**О задании**
Продолжите, пожалуйста, отрывок о Паскале после его последней фразы.

══ Фрагмент документа ══

Что Паскаль был почти святым и, если бы прожил немного дольше, — мог бы сделаться святым совсем, — это несомненно; но еще несомненнее, что для католической Церкви он был почти еретиком и если бы немного дольше прожил, то был бы еретиком совсем. Именно в этом — в возможной ереси или святости его — и заключается главная причина того, что людям наших дней так трудно, почти невозможно его понять и принять.
Первая книга Спинозы, появившаяся в 1663 году, следующем по смерти Паскаля, «Теолого-политический трактат», есть не что иное, как возражение «тем, кто презирает и отвергает человеческий разум как порочный, будто бы в корне своем», а значит, и возражение на все, что говорил Паскаль.[224] Этим Спиноза начинает, а Вольтер кончает: в 1778 году, накануне смерти, он пишет «Последние заметки о „Мыслях“ Паскаля», где объявляет его «полусумасшедшим изувером» (если не этими словами, то смысл именно этот).[225] «Слишком суровый и больной Паскаль больше повредил… религии, чем Вольтер и все остальные безбожники», — скажет Гёте.[226]
Этот суд предвидел Паскаль: «Много будет на меня гонений, но за меня истина; увидим, кто победит».

═══
══ Сведения ══

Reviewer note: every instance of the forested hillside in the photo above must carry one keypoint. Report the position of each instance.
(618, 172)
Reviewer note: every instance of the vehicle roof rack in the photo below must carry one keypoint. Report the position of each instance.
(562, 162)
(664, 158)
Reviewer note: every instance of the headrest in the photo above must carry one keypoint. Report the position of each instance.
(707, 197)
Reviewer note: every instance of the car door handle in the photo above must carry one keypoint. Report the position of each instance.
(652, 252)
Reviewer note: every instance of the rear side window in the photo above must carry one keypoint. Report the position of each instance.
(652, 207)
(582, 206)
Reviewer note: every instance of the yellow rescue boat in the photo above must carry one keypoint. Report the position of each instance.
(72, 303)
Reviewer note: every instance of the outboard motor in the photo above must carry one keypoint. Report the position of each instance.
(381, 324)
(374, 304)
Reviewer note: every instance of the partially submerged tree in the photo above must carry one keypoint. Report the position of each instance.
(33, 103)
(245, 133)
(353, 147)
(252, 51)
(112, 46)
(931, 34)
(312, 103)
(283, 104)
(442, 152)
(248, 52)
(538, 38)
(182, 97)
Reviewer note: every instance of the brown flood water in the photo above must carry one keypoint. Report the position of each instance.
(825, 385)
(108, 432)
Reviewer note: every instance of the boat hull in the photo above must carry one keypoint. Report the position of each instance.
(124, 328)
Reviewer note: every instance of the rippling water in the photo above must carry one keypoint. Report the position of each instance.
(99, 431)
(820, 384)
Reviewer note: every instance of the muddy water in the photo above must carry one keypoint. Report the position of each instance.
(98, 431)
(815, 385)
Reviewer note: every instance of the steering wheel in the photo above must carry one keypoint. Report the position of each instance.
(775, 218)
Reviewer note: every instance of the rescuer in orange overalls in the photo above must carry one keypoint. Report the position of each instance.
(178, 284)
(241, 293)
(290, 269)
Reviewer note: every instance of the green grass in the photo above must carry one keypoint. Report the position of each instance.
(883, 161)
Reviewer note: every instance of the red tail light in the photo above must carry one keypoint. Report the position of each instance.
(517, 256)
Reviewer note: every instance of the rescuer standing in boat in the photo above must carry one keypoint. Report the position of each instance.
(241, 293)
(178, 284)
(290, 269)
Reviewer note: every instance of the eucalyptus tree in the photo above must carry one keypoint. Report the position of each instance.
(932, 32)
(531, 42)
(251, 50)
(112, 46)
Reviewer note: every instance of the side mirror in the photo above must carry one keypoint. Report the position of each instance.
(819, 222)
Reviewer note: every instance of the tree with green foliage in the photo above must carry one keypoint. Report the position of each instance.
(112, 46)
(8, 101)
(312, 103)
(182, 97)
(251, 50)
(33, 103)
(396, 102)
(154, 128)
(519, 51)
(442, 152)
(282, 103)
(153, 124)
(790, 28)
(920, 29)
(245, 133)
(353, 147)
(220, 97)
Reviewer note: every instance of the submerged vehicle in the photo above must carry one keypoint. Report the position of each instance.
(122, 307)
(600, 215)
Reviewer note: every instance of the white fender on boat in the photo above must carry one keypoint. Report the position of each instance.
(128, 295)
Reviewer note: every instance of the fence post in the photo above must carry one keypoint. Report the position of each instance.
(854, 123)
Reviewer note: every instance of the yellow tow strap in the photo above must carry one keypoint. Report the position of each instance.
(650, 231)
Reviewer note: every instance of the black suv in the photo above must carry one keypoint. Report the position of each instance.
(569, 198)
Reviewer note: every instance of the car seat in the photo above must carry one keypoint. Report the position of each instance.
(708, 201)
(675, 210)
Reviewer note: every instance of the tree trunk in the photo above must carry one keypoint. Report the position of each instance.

═══

**Результат задания**
26
Кажется, в тот самый день, когда, узнав о смерти Жаккелины, он сказал с таким страшным спокойствием: «Дай нам Бог так хорошо умереть!», — он тяжело заболел, или, вернее, начал умирать. Чем он болел, врачи не могли понять, и, хотя варварские способы тогдашнего лечения были иногда хуже болезни, он покорно лечился, чтобы не огорчать близких. Но в минуты тягчайших страданий говорил: «Я боюсь выздороветь, потому что слишком хорошо знаю, как опасно здоровье и как благодетельна болезнь: это — естественное для христианина состояние».[227]
«Господи, да утешит меня Твой бич!» — мог бы сказать и теперь, как четырнадцать лет назад, в «Молитве о добром употреблении болезней». Жаждет страданий неутолимо, чтобы вытравить, выжечь из души и тела то чумное пятно первородного греха, которого выжечь нельзя ничем, кроме огня страданий.
Если верить Жильберте Перье, он еще задолго до предсмертной болезни носил под одеждой, на голом теле, кожаный пояс с гвоздями и каждый раз, как чувствовал одно из трех главных искушений — «похоть чувственности», «похоть знания», «похоть гордыни», — нажимал локтем на пояс, чтобы острия гвоздей вонзались в тело. Как будто не довольствуясь муками болезни, он продолжал носить этот пояс до самой смерти…
То, что он делает с собой в этой предсмертной болезни, похоже иногда на самоумерщвление не только плоти, но и духа, — на самоуничтожение до конца. Вытравить, выжечь, как чумное пятно первородного греха, он хочет и то, чем сердце живо, — любовь.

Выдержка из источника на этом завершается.